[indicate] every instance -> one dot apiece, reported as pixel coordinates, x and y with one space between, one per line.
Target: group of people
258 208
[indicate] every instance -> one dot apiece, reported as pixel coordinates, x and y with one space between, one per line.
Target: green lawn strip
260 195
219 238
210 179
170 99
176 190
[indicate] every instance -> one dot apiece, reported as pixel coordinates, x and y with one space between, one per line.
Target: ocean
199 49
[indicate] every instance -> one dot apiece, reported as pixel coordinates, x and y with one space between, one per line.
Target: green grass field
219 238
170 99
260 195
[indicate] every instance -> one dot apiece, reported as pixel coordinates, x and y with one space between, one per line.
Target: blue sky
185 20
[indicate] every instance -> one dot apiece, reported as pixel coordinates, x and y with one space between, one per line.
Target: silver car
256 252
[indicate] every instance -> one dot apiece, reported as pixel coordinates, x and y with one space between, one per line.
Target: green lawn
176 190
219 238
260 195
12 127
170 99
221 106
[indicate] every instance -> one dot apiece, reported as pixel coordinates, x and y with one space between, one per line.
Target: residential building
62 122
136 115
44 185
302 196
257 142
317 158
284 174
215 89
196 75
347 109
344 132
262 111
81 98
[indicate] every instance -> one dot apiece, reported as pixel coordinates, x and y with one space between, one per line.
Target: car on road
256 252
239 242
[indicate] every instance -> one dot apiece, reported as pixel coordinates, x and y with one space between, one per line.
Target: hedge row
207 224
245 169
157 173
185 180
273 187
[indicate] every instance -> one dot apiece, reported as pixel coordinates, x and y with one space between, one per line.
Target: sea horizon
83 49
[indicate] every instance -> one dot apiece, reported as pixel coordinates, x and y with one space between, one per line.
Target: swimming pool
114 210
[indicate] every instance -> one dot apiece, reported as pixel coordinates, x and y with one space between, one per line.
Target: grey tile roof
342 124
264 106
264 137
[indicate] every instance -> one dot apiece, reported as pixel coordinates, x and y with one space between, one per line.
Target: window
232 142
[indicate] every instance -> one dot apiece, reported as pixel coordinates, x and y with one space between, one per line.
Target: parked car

▸ WORK REQUIRED: Would you retype all of the lines shown above, exactly as given?

▸ RESPONSE TO THE TASK:
[indicate] every instance -> one dot apiece, reported as pixel coordinates, x and y with one space between, one per line.
Target: group of people
258 208
[indicate] every instance -> one dot apiece, reported as pixel coordinates, x and y with one space between, one per line.
Target: green lawn strip
260 195
219 238
210 179
170 99
176 190
[indicate] every instance -> one dot apiece, reported as pixel coordinates, x and y with one space between, one per line.
Target: ocean
199 49
[indicate] every instance -> one dot apiece, reported as pixel coordinates, x and y with one space between, one per line.
Target: green grass field
219 238
170 99
260 195
[indicate] every instance -> one dot apiece, reported as pixel coordinates, x and y with one space between, one per line.
Target: blue sky
185 20
[indicate] every instance -> one dot apiece, reported as pixel coordinates, x and y with one space between, one per line.
Target: silver car
256 252
[indicate] every instance -> one dot apiece, reported as pixel coordinates, x and y with one space between, one per line.
Target: green lawn
176 190
219 238
260 195
12 127
170 99
221 106
[indicate] every instance -> one dot apiece, reported as pixel coordinates, x and y with one space between, one per line.
Target: residential building
62 122
136 115
44 185
302 196
257 142
317 158
284 174
215 89
196 75
347 109
344 132
262 111
81 98
[indicate] every instance -> one dot apiece, reported as pixel coordinates, x and y with one space between, one per line.
Target: car on road
256 252
239 242
[indicate] every instance -> one dot apiece, reported as pixel coordinates, x and y with one space between, one per line.
Target: hedge row
207 224
245 169
157 173
185 180
273 187
[indicate] every instance -> one dot apiece, reported as pixel coordinates, x and y with one space between, one per line.
Target: sea horizon
83 49
[indicate] every instance -> one dot apiece, reported as pixel coordinates, x and y with one space between, one per line.
Target: swimming pool
114 210
[indicate] every instance -> one dot apiece, reported as pixel coordinates, x and y with one space between, one per line.
Target: grey tile roof
342 124
264 106
264 137
[indicate] every instance -> one dot apiece, reported as pixel coordinates, x and y with one space between, one per line.
Target: window
232 142
[indicate] every instance -> one dot apiece, reported as pixel coordinates, x and y with one space between, one per line.
Target: parked car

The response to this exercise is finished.